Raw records

::::::::

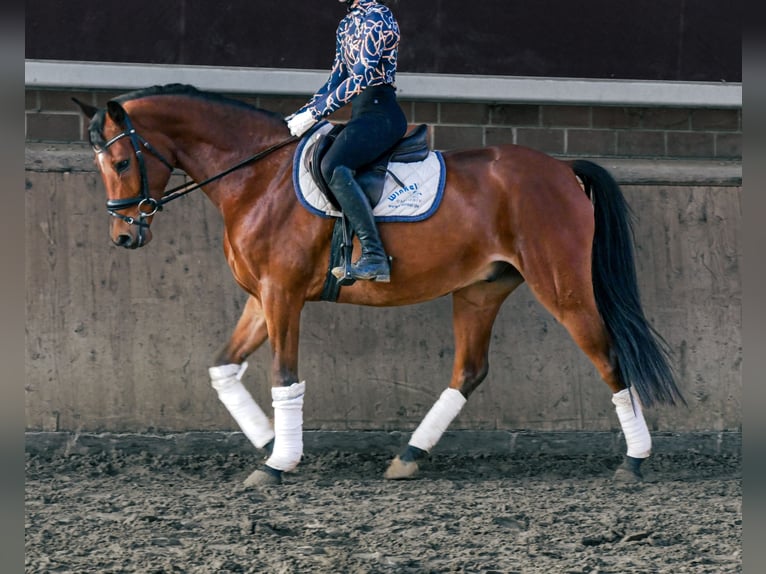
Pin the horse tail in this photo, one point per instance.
(640, 354)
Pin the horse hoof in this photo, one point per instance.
(401, 470)
(629, 472)
(263, 477)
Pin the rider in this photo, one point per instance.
(363, 73)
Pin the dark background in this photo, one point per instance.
(689, 40)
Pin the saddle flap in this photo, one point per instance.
(314, 157)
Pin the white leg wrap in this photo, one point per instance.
(227, 381)
(633, 424)
(288, 426)
(438, 419)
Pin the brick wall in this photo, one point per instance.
(561, 130)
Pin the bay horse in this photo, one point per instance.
(509, 214)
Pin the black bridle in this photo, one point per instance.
(147, 205)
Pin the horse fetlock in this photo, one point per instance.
(401, 469)
(288, 426)
(637, 437)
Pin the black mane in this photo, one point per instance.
(96, 126)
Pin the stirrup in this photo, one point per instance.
(343, 275)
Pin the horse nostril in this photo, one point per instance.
(123, 240)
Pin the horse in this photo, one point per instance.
(509, 215)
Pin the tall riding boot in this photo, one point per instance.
(373, 264)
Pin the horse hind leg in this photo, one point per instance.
(578, 313)
(226, 376)
(474, 310)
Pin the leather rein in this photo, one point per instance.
(147, 205)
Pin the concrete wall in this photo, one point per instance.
(121, 341)
(635, 131)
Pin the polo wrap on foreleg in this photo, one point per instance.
(438, 419)
(633, 425)
(227, 381)
(288, 426)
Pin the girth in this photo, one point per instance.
(413, 147)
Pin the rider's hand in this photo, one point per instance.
(300, 123)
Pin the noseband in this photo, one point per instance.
(145, 200)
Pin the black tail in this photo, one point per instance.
(642, 355)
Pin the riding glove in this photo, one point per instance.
(300, 123)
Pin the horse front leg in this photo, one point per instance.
(474, 309)
(282, 314)
(226, 376)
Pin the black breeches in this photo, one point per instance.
(377, 123)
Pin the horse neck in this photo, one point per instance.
(210, 137)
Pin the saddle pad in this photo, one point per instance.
(418, 199)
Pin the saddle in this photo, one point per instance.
(413, 147)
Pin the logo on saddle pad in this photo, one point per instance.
(412, 193)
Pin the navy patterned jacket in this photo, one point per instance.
(366, 47)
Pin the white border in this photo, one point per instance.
(435, 87)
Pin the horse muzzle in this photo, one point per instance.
(132, 237)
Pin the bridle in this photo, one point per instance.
(147, 205)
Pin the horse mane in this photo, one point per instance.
(96, 126)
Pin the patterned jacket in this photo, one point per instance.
(366, 47)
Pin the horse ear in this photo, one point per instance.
(116, 112)
(87, 109)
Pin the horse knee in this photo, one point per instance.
(471, 378)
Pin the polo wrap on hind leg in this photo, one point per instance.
(438, 419)
(288, 426)
(227, 381)
(633, 425)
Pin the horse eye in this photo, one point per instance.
(121, 165)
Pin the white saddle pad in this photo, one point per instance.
(418, 199)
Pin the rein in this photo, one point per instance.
(145, 200)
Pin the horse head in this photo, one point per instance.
(134, 180)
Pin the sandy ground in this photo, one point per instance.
(490, 514)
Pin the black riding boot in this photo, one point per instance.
(373, 264)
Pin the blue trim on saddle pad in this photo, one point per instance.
(321, 206)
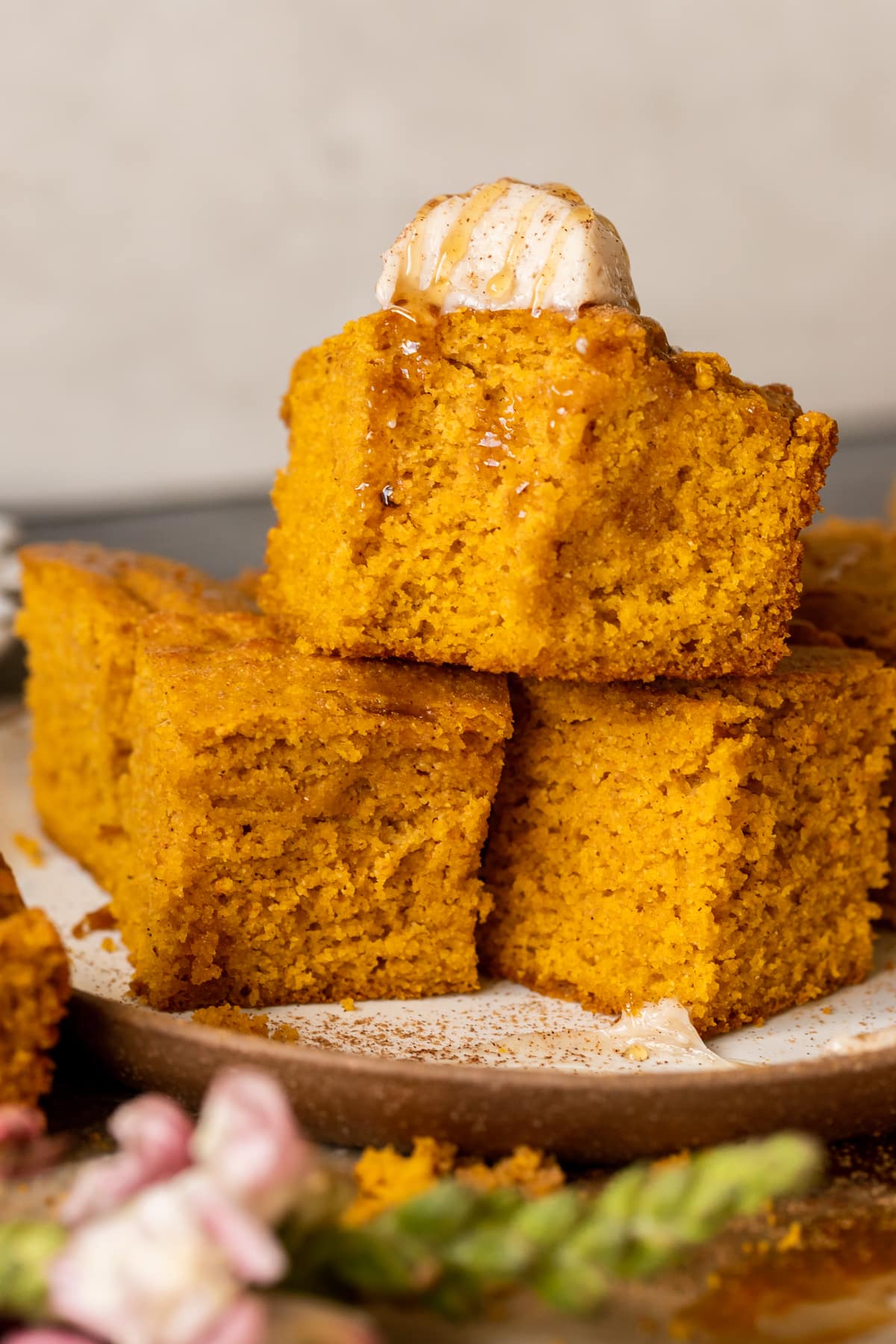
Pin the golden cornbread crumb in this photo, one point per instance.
(34, 992)
(553, 497)
(849, 591)
(712, 843)
(285, 1033)
(82, 608)
(527, 1169)
(386, 1177)
(230, 1018)
(30, 848)
(793, 1238)
(272, 827)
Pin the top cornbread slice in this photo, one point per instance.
(553, 497)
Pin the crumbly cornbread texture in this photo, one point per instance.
(34, 992)
(849, 588)
(553, 497)
(714, 843)
(287, 828)
(82, 609)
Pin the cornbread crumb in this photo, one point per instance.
(386, 1177)
(230, 1018)
(793, 1238)
(707, 841)
(34, 994)
(31, 848)
(849, 591)
(534, 495)
(272, 827)
(285, 1033)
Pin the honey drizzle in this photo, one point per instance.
(559, 188)
(579, 214)
(454, 246)
(501, 282)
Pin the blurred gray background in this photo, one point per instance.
(195, 191)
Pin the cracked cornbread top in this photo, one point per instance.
(508, 245)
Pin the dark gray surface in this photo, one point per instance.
(222, 538)
(228, 537)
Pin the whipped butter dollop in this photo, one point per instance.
(508, 245)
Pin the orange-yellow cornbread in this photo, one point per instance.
(289, 828)
(34, 992)
(714, 843)
(553, 497)
(82, 609)
(849, 588)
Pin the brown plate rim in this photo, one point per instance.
(751, 1075)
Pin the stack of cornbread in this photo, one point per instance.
(504, 472)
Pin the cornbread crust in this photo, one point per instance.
(82, 608)
(559, 499)
(849, 588)
(287, 828)
(711, 843)
(34, 992)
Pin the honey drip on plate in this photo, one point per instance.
(454, 246)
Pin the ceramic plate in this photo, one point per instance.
(488, 1070)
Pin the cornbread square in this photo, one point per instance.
(849, 588)
(712, 843)
(287, 827)
(82, 608)
(543, 497)
(34, 992)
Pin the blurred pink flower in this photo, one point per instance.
(243, 1323)
(20, 1124)
(153, 1133)
(167, 1266)
(45, 1335)
(249, 1142)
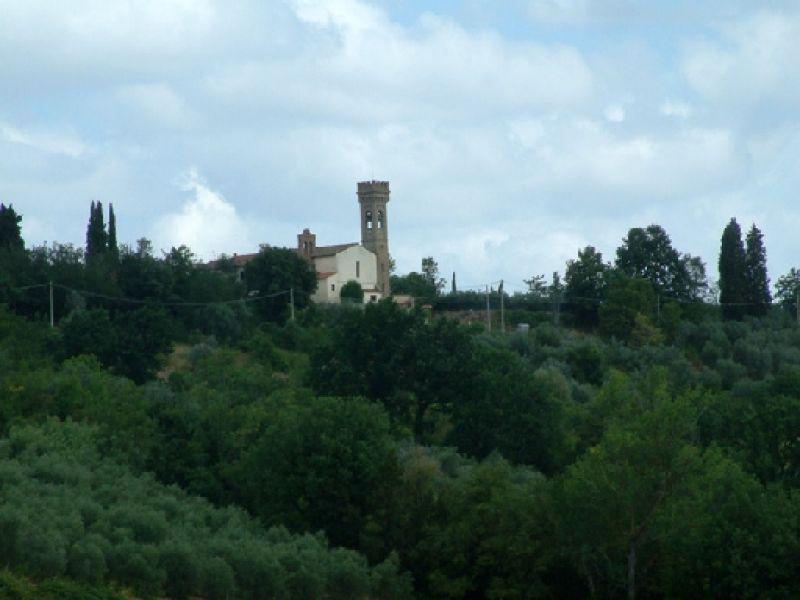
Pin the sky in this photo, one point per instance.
(512, 133)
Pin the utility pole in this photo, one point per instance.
(488, 312)
(502, 309)
(51, 305)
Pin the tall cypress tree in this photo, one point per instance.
(112, 232)
(10, 232)
(757, 292)
(732, 280)
(96, 242)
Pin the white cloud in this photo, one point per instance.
(374, 71)
(207, 223)
(755, 61)
(160, 103)
(681, 110)
(614, 113)
(52, 143)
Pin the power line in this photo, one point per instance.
(140, 301)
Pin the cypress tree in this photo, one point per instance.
(732, 281)
(112, 232)
(96, 243)
(10, 232)
(757, 292)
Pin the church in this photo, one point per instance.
(367, 262)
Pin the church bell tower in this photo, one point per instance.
(372, 198)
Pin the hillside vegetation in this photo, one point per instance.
(174, 436)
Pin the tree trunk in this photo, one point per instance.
(632, 570)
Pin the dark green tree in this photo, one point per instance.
(629, 305)
(270, 276)
(385, 353)
(585, 281)
(732, 279)
(414, 284)
(648, 254)
(352, 292)
(787, 289)
(757, 293)
(10, 232)
(90, 332)
(327, 464)
(113, 248)
(430, 271)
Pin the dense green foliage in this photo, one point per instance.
(172, 436)
(352, 292)
(272, 274)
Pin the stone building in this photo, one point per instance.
(367, 262)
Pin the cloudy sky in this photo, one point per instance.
(513, 133)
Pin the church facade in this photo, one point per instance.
(368, 263)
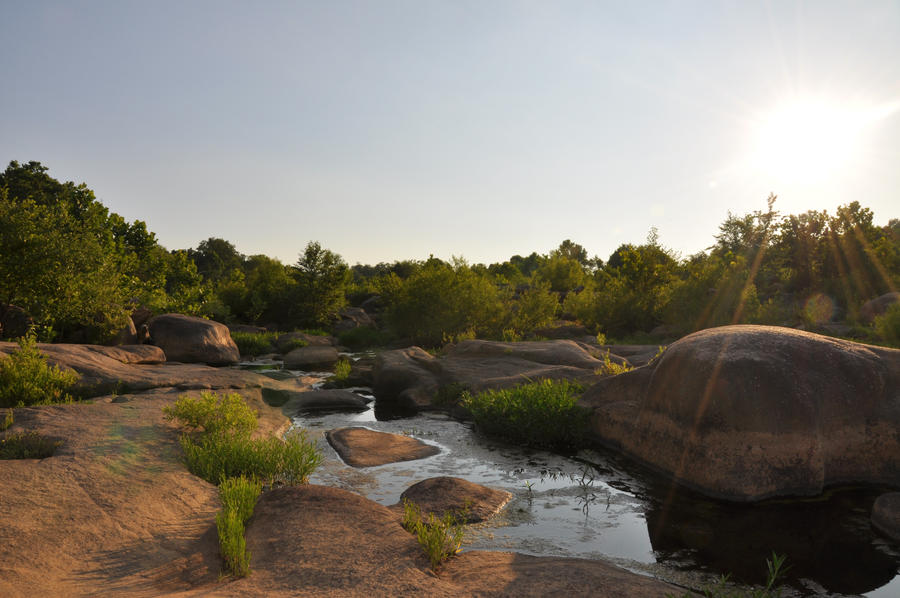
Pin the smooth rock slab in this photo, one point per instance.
(322, 400)
(455, 495)
(886, 514)
(361, 447)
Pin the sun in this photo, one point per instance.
(811, 140)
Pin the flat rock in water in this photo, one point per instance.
(886, 514)
(361, 447)
(315, 400)
(311, 358)
(458, 496)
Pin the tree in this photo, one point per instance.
(321, 276)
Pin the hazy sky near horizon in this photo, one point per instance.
(393, 130)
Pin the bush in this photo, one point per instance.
(440, 538)
(887, 325)
(27, 445)
(269, 460)
(214, 414)
(254, 343)
(26, 379)
(541, 413)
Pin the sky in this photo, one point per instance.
(390, 130)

::::::::

#### What is needed
Rewrite the lines above as a JSON list of strings with one string per line, omitting blank lines. Leave the pictures out of the answer.

#### Response for this exercise
[
  "Pin the horse tail in this photo, one point per instance.",
  "(640, 354)",
  "Pin the horse hoof in this photo, one point per instance.",
  "(401, 470)",
  "(629, 472)",
  "(263, 477)",
  "Pin the rider in this photo, one point per instance.",
  "(363, 73)",
  "Pin the dark background in this photo, one point per instance.",
  "(689, 40)",
  "Pin the saddle flap in this photo, one point per instance.",
  "(314, 157)",
  "Pin the white leg wrap in this photo, one point per instance.",
  "(227, 381)",
  "(633, 424)",
  "(288, 426)",
  "(438, 419)",
  "Pin the brick wall in this photo, one point per instance.",
  "(561, 130)",
  "Pin the bay horse in this photo, one point per instance.",
  "(509, 214)",
  "Pin the black bridle in this photo, one point per instance.",
  "(147, 205)",
  "Pin the horse fetlock in this photo, one point per instance.",
  "(401, 469)",
  "(288, 426)",
  "(637, 437)",
  "Pin the black mane in this photo, one point per instance.",
  "(96, 126)",
  "Pin the stirrup in this photo, one point per instance.",
  "(343, 275)",
  "Pin the horse nostril in this photo, one point per instance.",
  "(123, 240)",
  "Pin the horse in this photo, one point per instance.",
  "(509, 215)",
  "Pin the tall riding boot in this photo, one point per instance.",
  "(373, 264)",
  "Pin the horse hind leg in this photo, one point per instance.",
  "(578, 313)",
  "(226, 376)",
  "(474, 310)",
  "Pin the leather rein in this photo, one point per instance.",
  "(147, 205)",
  "Pin the concrete wall in this photo, one point per instance.",
  "(121, 341)",
  "(635, 131)",
  "Pin the polo wrap on foreleg in this photo, one point per instance.",
  "(438, 419)",
  "(633, 425)",
  "(227, 381)",
  "(288, 426)",
  "Pin the girth in this photo, one point per instance.",
  "(413, 147)",
  "Pin the rider's hand in this photo, one point per instance.",
  "(300, 123)",
  "Pin the noseband in this photo, one point per instance.",
  "(145, 200)",
  "Pin the black tail in this photo, one point per instance.",
  "(642, 355)",
  "Pin the riding glove in this photo, one point per instance.",
  "(300, 123)",
  "Pin the horse front leg in this photo, one point per instance.",
  "(474, 309)",
  "(282, 314)",
  "(226, 376)",
  "Pin the black breeches in this photo, one point per instance.",
  "(377, 123)",
  "Pin the horse neck in this photo, one point per instance.",
  "(210, 137)",
  "Pin the saddle pad in this photo, one point per instance.",
  "(418, 199)",
  "Pin the saddle in this photo, one point per instance.",
  "(413, 147)",
  "Pin the logo on saddle pad in this photo, one point per instance.",
  "(412, 193)",
  "Pin the navy patterned jacket in this photo, one point per instance.",
  "(366, 47)",
  "Pin the white border in this photo, one point per instance.",
  "(435, 87)",
  "Pin the horse muzzle in this photo, one point per instance.",
  "(132, 237)",
  "Pin the bridle in this photo, one point per instance.",
  "(147, 205)",
  "Pin the horse mane in this photo, one point per instance.",
  "(96, 126)",
  "Pin the patterned jacket in this photo, one point per instance.",
  "(366, 47)",
  "Pin the horse ear in this photo, one point per instance.",
  "(116, 112)",
  "(87, 109)",
  "Pin the horse knee in this photo, one point per instance.",
  "(471, 378)",
  "Pin the polo wrap on hind leg in this photo, one point per instance.",
  "(438, 419)",
  "(288, 426)",
  "(227, 381)",
  "(633, 425)",
  "Pin the horse eye in this photo, one point per instance.",
  "(121, 165)",
  "Pin the white saddle pad in this photo, one point per instance.",
  "(418, 199)",
  "Pin the rein in this photo, one point per instance.",
  "(145, 200)",
  "Pin the horse head in this photo, one point per instance.",
  "(134, 180)",
  "Pin the sandy ground in this photo, one point per instance.",
  "(490, 514)",
  "Pin the black riding boot in this photo, one point per instance.",
  "(373, 264)",
  "Pin the blue trim on saddle pad in this photo, one point per instance.",
  "(321, 206)",
  "Pin the golden cornbread crumb in this photo, one point per instance.",
  "(34, 992)",
  "(553, 497)",
  "(849, 591)",
  "(712, 843)",
  "(285, 1033)",
  "(82, 608)",
  "(527, 1169)",
  "(386, 1177)",
  "(230, 1018)",
  "(30, 848)",
  "(793, 1238)",
  "(272, 827)",
  "Pin the top cornbread slice in this photo, one point per instance.",
  "(553, 497)",
  "Pin the crumbly cornbread texture in this photo, one point per instance.",
  "(34, 992)",
  "(849, 588)",
  "(553, 497)",
  "(714, 843)",
  "(287, 828)",
  "(82, 609)",
  "Pin the cornbread crumb in this photo, one point per instance.",
  "(386, 1177)",
  "(230, 1018)",
  "(793, 1238)",
  "(707, 841)",
  "(34, 994)",
  "(31, 848)",
  "(849, 591)",
  "(534, 495)",
  "(272, 827)",
  "(285, 1033)",
  "Pin the honey drizzle in this photo, one point per instance.",
  "(559, 188)",
  "(579, 214)",
  "(454, 246)",
  "(501, 282)",
  "Pin the blurred gray background in this photo, one point per instance.",
  "(195, 191)",
  "Pin the cracked cornbread top in this photo, one point per instance.",
  "(508, 245)",
  "Pin the dark gray surface in this photo, one point per instance.",
  "(222, 538)",
  "(228, 537)",
  "Pin the whipped butter dollop in this photo, one point per instance.",
  "(508, 245)",
  "Pin the orange-yellow cornbread in this photo, one point per instance.",
  "(289, 828)",
  "(34, 992)",
  "(714, 843)",
  "(553, 497)",
  "(82, 609)",
  "(849, 588)",
  "Pin the brown plate rim in this photo, one point per instance.",
  "(751, 1075)",
  "Pin the stack of cornbread in this photo, one point per instance.",
  "(504, 472)",
  "Pin the cornbread crust in this photo, one point per instance.",
  "(82, 608)",
  "(559, 499)",
  "(849, 588)",
  "(287, 828)",
  "(711, 843)",
  "(34, 992)",
  "Pin the honey drip on plate in this photo, one point per instance.",
  "(454, 246)",
  "Pin the ceramic plate in this photo, one point per instance.",
  "(488, 1070)",
  "Pin the cornbread square in this photo, one point per instance.",
  "(849, 588)",
  "(712, 843)",
  "(287, 827)",
  "(82, 608)",
  "(543, 497)",
  "(34, 992)",
  "Pin the blurred pink flower in this photo, one point per instance.",
  "(243, 1323)",
  "(20, 1124)",
  "(153, 1133)",
  "(167, 1266)",
  "(45, 1335)",
  "(249, 1142)",
  "Pin the sky in this photo, one point per instance.",
  "(512, 133)",
  "Pin the utility pole in this photo, one point per instance.",
  "(488, 312)",
  "(502, 309)",
  "(51, 305)",
  "Pin the tall cypress tree in this photo, one point per instance.",
  "(112, 232)",
  "(10, 232)",
  "(757, 292)",
  "(732, 280)",
  "(96, 242)",
  "Pin the white cloud in this photo, one point per instance.",
  "(374, 71)",
  "(207, 223)",
  "(755, 61)",
  "(160, 103)",
  "(681, 110)",
  "(614, 113)",
  "(52, 143)",
  "Pin the power line in this photo, one point per instance.",
  "(140, 301)",
  "Pin the cypress tree in this photo, one point per instance.",
  "(732, 281)",
  "(112, 232)",
  "(96, 243)",
  "(10, 232)",
  "(757, 292)",
  "Pin the church in this photo, one point per instance.",
  "(367, 262)",
  "Pin the church bell tower in this photo, one point per instance.",
  "(372, 198)",
  "Pin the hillside vegetation in this photo, one point per instance.",
  "(174, 436)",
  "Pin the tree trunk in this photo, one point per instance.",
  "(632, 570)",
  "Pin the dark green tree in this photo, one point per instance.",
  "(629, 305)",
  "(270, 276)",
  "(385, 353)",
  "(585, 281)",
  "(732, 279)",
  "(414, 284)",
  "(648, 254)",
  "(352, 292)",
  "(787, 289)",
  "(757, 293)",
  "(10, 232)",
  "(90, 332)",
  "(327, 464)",
  "(113, 248)",
  "(430, 271)",
  "Pin the dense green foliage in this photo, one point per instance.",
  "(172, 436)",
  "(352, 292)",
  "(272, 274)",
  "Pin the stone building in this photo, one point per instance.",
  "(367, 262)",
  "Pin the cloudy sky in this photo, one point per instance.",
  "(513, 133)",
  "Pin the church facade in this photo, one point per instance.",
  "(368, 263)",
  "Pin the smooth rock slab in this photo, one point per instance.",
  "(322, 400)",
  "(455, 495)",
  "(886, 514)",
  "(361, 447)",
  "Pin the sun in this photo, one point per instance.",
  "(811, 140)",
  "Pin the flat rock in water in this photo, one point per instance.",
  "(886, 514)",
  "(361, 447)",
  "(315, 400)",
  "(311, 358)",
  "(458, 496)",
  "Pin the tree in this photo, one point per instance.",
  "(321, 276)",
  "Pin the hazy sky near horizon in this photo, one point per instance.",
  "(393, 130)",
  "Pin the bush in this photo, one point per instance.",
  "(440, 538)",
  "(887, 325)",
  "(27, 445)",
  "(269, 460)",
  "(214, 414)",
  "(254, 343)",
  "(26, 379)",
  "(541, 413)",
  "Pin the sky in this photo, one point per instance.",
  "(390, 130)"
]